> Exercise directions:
Write out all of the data below again, requests included, shifting every bounding box coordinate in the answers by -81. Leave the pictures out.

> Data for this exercise:
········
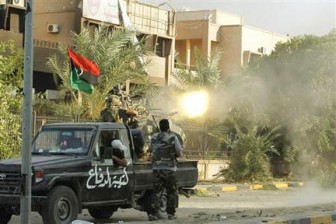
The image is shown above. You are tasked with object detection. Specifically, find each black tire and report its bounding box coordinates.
[0,208,12,224]
[41,186,78,224]
[88,207,116,219]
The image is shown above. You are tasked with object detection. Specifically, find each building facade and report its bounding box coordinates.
[0,0,288,92]
[0,0,175,92]
[175,10,289,77]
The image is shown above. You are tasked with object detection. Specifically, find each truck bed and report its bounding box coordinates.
[134,160,198,190]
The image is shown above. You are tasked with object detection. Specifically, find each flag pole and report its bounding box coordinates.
[20,0,34,224]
········
> Answer to the problem:
The image is shown above. You are tasked with object detection. Specifically, find each black tire and report its bounding box coordinates.
[-81,127,-69,143]
[-40,105,-3,143]
[7,126,35,138]
The image is shown above. You are tasked with object detection. Specifically, find each building facade and report its bounding box coordinates.
[-81,-81,207,11]
[-81,-81,94,11]
[94,-71,208,-4]
The image is shown above. You are tasked with object detection. Specifically, find each truck bed and report its bounding box coordinates.
[53,79,117,109]
The image is shown above. You are tasked with object detection. Specifically, find each flag pole and report its bounding box coordinates.
[-61,-81,-47,143]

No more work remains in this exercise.